Problem statement:
An exact retyping of every record is required.
___
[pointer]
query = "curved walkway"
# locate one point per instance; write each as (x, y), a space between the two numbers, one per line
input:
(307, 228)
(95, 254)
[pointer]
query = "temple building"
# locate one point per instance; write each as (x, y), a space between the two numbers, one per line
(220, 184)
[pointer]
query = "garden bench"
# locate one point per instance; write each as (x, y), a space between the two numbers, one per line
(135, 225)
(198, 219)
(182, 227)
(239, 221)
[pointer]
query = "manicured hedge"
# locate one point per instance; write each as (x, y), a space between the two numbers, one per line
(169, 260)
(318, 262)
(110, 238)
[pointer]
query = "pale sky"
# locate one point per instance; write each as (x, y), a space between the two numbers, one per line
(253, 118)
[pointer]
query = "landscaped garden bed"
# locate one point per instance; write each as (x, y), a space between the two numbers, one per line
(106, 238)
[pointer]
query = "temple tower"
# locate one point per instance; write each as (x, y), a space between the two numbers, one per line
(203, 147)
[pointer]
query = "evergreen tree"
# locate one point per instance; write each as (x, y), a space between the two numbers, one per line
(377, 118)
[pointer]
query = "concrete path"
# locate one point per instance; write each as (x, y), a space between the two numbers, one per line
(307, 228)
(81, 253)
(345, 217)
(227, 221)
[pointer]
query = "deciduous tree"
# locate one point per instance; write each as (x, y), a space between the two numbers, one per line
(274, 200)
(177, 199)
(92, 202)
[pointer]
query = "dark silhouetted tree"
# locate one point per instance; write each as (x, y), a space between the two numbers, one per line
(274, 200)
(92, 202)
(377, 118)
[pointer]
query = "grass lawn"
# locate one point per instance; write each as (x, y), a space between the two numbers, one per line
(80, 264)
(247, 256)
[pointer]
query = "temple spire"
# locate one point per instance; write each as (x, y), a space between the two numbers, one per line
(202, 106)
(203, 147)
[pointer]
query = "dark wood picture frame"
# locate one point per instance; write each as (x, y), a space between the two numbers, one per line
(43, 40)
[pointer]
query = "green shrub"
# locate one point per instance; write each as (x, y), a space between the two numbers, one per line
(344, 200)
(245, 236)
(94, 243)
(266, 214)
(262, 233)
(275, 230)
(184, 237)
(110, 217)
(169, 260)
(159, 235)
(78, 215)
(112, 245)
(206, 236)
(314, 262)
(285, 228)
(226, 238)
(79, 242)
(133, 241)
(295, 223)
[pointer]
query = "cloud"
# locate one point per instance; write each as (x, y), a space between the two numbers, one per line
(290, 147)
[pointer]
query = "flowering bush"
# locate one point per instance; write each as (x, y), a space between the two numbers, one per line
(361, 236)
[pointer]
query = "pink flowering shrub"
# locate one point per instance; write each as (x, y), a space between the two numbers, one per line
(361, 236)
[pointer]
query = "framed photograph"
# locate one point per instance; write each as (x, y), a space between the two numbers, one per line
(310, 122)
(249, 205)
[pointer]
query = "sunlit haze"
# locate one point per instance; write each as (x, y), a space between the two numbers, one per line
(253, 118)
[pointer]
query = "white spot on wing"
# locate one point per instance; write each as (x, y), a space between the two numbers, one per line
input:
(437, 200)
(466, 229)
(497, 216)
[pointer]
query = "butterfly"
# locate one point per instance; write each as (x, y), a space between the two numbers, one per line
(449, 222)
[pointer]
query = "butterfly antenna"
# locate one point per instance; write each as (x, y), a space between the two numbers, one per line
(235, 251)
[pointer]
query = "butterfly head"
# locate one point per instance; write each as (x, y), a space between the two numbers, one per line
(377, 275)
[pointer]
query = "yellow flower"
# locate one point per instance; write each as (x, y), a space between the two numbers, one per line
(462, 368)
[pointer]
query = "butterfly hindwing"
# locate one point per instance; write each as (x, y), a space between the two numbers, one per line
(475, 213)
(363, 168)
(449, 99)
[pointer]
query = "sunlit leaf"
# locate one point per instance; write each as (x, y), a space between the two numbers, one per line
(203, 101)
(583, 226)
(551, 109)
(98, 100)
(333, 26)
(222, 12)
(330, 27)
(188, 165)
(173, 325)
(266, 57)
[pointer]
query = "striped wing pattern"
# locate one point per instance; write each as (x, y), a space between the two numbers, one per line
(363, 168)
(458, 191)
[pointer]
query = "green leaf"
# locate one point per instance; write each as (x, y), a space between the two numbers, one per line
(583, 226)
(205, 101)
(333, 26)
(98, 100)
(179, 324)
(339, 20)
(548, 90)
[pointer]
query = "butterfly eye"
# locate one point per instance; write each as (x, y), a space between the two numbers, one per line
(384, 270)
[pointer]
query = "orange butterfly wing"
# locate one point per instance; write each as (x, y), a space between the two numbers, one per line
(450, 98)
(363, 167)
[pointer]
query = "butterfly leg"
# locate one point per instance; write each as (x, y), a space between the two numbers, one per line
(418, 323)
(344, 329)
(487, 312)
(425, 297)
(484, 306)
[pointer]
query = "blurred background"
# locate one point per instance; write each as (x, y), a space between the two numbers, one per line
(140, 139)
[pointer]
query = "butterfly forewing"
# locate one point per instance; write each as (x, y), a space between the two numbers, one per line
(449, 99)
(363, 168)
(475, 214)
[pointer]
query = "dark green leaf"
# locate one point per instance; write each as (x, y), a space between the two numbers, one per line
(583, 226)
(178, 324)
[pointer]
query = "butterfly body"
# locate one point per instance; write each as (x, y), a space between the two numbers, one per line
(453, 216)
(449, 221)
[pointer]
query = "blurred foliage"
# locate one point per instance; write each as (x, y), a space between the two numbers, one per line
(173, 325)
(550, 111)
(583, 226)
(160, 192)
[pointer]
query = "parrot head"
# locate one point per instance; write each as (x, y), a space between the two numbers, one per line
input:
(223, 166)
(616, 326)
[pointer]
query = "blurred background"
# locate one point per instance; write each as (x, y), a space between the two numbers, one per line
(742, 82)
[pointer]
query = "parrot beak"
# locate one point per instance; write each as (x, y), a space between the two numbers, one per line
___
Reply to the exercise:
[pointer]
query = "curved walkway"
# locate one point per instance; write each as (x, y), a space between the two numbers, one per line
input:
(307, 228)
(95, 254)
[pointer]
query = "temple building"
# locate one point per instance; write each as (x, y), a space between the two numbers, one per line
(220, 184)
[pointer]
query = "garden bench"
# locate one point per instance; write each as (x, y), a space between the two numbers, one per line
(135, 225)
(198, 219)
(182, 227)
(239, 221)
[pointer]
query = "manicured hedge"
# locate one point per instance; write each as (x, y), a space between the two numbers, one per line
(169, 260)
(318, 262)
(110, 238)
[pointer]
query = "pale sky"
# locate one point per instance; write each as (x, y), a space between the two numbers, one per line
(253, 118)
[pointer]
query = "landscaped garden bed"
# locate one point per instance; write each as (x, y), a space between the two numbers, one per line
(106, 238)
[pointer]
query = "temple tower"
# locate one point per instance; write each as (x, y), a space between the two numbers, one per line
(203, 147)
[pointer]
query = "evergreen tree"
# locate one point per instance; write each as (x, y), a space between the two numbers, one per line
(377, 118)
[pointer]
query = "concrete path"
# locate one point per instance; write each as (x, y), a space between the two numbers, one per line
(307, 228)
(81, 253)
(345, 217)
(227, 221)
[pointer]
query = "deciduous tree"
# locate one point per instance; write each as (x, y), a space between the two numbers, one per line
(274, 200)
(177, 199)
(92, 202)
[pointer]
query = "dark silhouetted tree"
# locate one point per instance; write each as (x, y), a space between the two numbers, one per line
(274, 200)
(92, 202)
(377, 118)
[pointer]
query = "grass lawn"
# locate one point per instance; write each as (x, y), a space between the two numbers, one per line
(80, 264)
(247, 256)
[pointer]
query = "temple spire"
# locate one point per instance; write each as (x, y), a space between the two numbers, one per line
(202, 106)
(203, 147)
[pointer]
query = "dark wood picture frame"
# locate one point per instance; write each as (x, y), a space between the two numbers, one per line
(43, 40)
[pointer]
query = "green shrub"
# locate one point per instance; write each as (x, y), a space between the two numbers, one per line
(344, 200)
(245, 236)
(94, 243)
(266, 214)
(262, 233)
(275, 230)
(184, 237)
(110, 217)
(169, 260)
(159, 235)
(78, 215)
(112, 245)
(206, 236)
(314, 262)
(285, 228)
(226, 238)
(79, 242)
(133, 241)
(295, 223)
[pointer]
query = "cloud"
# locate one point per instance; write each as (x, y), a space between the two numbers, one per line
(290, 147)
[pointer]
query = "flowering bush"
# locate one point per instance; write each as (x, y), a space between the two numbers, one per line
(361, 236)
[pointer]
query = "pink flowering shrub"
# locate one point per instance; write each as (x, y), a space between the two numbers, one per line
(361, 236)
[pointer]
query = "framed photograph"
# locate one point per instance; write each as (x, y), a space between the two numbers, one per line
(310, 122)
(249, 205)
[pointer]
query = "sunlit haze"
# locate one point per instance; write each as (x, y), a space between the two numbers, one per line
(253, 118)
[pointer]
query = "white spot on wing"
# locate one point per instance; write each as (x, y), a space between the two numbers, one per line
input:
(437, 200)
(466, 229)
(497, 216)
[pointer]
query = "butterfly"
# locate one point per instance; write each as (x, y), a space between the two numbers, one per line
(449, 222)
[pointer]
query = "butterfly antenna"
# locate one point per instance; write each as (x, y), a space between the two numbers, one per line
(235, 251)
[pointer]
query = "butterfly head"
# locate one point per instance; write each as (x, y), a space between the two numbers, one per line
(377, 275)
[pointer]
query = "yellow flower"
# locate one point per instance; write each as (x, y), a space between the two numbers, one per line
(462, 368)
[pointer]
query = "butterfly hindwing"
# locate one point per instance; write each as (x, y), a space between the two numbers, one per line
(475, 213)
(363, 168)
(449, 99)
[pointer]
query = "sunlit leaf"
# locate one point per instance; write each as (x, y), a space between the two numbers, one per line
(203, 101)
(583, 226)
(551, 109)
(98, 100)
(333, 26)
(222, 12)
(330, 27)
(188, 165)
(173, 325)
(266, 57)
[pointer]
query = "striped wing pattern"
# locate one point per instance; write each as (x, y), a space between the two numbers, one per line
(363, 168)
(458, 191)
[pointer]
query = "green leaf"
# locate one point per instance; write each as (x, y), a space between the two numbers, one per line
(583, 226)
(205, 101)
(333, 26)
(98, 100)
(179, 324)
(339, 20)
(548, 90)
[pointer]
query = "butterfly eye"
# locate one point per instance; write each as (x, y), a space between the two numbers, one per line
(384, 270)
[pointer]
query = "orange butterfly wing"
# locate one point per instance; write each as (x, y), a space between the two numbers, one per line
(450, 98)
(363, 167)
[pointer]
query = "butterfly leg"
# locate one point per instance; write each as (x, y), a space between the two numbers, one per line
(418, 323)
(344, 329)
(487, 312)
(425, 297)
(484, 306)
[pointer]
query = "blurred background"
# locate one point per instance; write each as (x, y), a space between the two numbers, one per line
(140, 139)
[pointer]
query = "butterfly forewing"
# locate one point per instance; write each as (x, y), a space between the two numbers, one per line
(449, 99)
(363, 168)
(475, 214)
[pointer]
query = "dark green leaf"
# locate one point per instance; write each as (x, y), a space between the two numbers, one per line
(583, 226)
(178, 324)
[pointer]
query = "butterfly body"
# locate one point per instance; write each as (x, y), a space between the two numbers, one per line
(453, 216)
(449, 221)
[pointer]
query = "blurred foliage"
# locate one point per instance; write each as (x, y), a space between the two numbers, one per line
(173, 325)
(550, 111)
(583, 226)
(160, 192)
[pointer]
query = "parrot head"
# locate one point per instance; write each as (x, y), a space between the two numbers, one per line
input:
(223, 166)
(616, 326)
[pointer]
query = "blurred background"
# locate one point per instance; write each as (x, y), a space between the two numbers, one per line
(742, 82)
[pointer]
query = "parrot beak"
# locate one point per instance; write each as (x, y), a space between the two numbers, one per line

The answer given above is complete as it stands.